** TASK TO COMPLETE **
Reproduce all of the items below, swapping each occurrence of "innermost point" for "most interior point" and leaving everything else unchanged. Omit the pictures from the output.

Pointing and labeling items:
>>>

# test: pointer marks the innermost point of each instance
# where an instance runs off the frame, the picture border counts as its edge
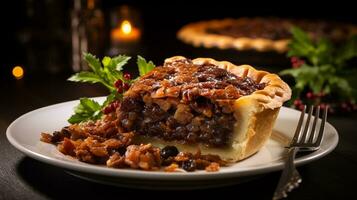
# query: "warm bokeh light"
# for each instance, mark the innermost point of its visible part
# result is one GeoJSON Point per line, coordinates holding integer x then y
{"type": "Point", "coordinates": [126, 27]}
{"type": "Point", "coordinates": [18, 72]}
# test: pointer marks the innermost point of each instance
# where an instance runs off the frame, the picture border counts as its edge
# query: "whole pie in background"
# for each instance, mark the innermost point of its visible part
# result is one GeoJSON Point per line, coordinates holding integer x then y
{"type": "Point", "coordinates": [260, 34]}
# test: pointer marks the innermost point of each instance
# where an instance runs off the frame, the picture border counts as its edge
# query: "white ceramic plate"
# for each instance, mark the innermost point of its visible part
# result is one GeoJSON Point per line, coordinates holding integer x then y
{"type": "Point", "coordinates": [24, 134]}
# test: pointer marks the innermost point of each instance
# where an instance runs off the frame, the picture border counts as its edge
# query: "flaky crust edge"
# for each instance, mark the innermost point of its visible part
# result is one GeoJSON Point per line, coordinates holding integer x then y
{"type": "Point", "coordinates": [196, 35]}
{"type": "Point", "coordinates": [255, 113]}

<<<

** RESULT FOR THIS EXERCISE **
# test: pointer marks the most interior point of each instance
# where an instance runs off the frame, the picture border counts as its edge
# query: "warm bokeh light"
# for each instance, mark the most interior point of its visible part
# result is one GeoJSON Point per line, coordinates holding integer x then y
{"type": "Point", "coordinates": [126, 27]}
{"type": "Point", "coordinates": [18, 72]}
# test: pointer marks the most interior point of each instance
# where an instance runs off the frame, the picture border counts as its edge
# query: "whole pie in background"
# for each instance, mark the most interior point of its visible part
# result is one GeoJSON Point per line, coordinates holding integer x then y
{"type": "Point", "coordinates": [260, 34]}
# test: pointer marks the most interior point of each instance
# where an instance runs off the frame, the picture border counts as its edge
# query: "white ceramic plate"
# for each instance, mark the most interior point of its visible part
# result is one GeoJSON Point per line, coordinates holding integer x then y
{"type": "Point", "coordinates": [24, 134]}
# test: pointer marks the most interior point of each instance
# where an instance runs off the frame, the picture border counts as its edge
# query: "flaky crust edge"
# for each instance, mark the most interior point of its visible part
# result is one GeoJSON Point per line, coordinates holding integer x then y
{"type": "Point", "coordinates": [196, 35]}
{"type": "Point", "coordinates": [255, 113]}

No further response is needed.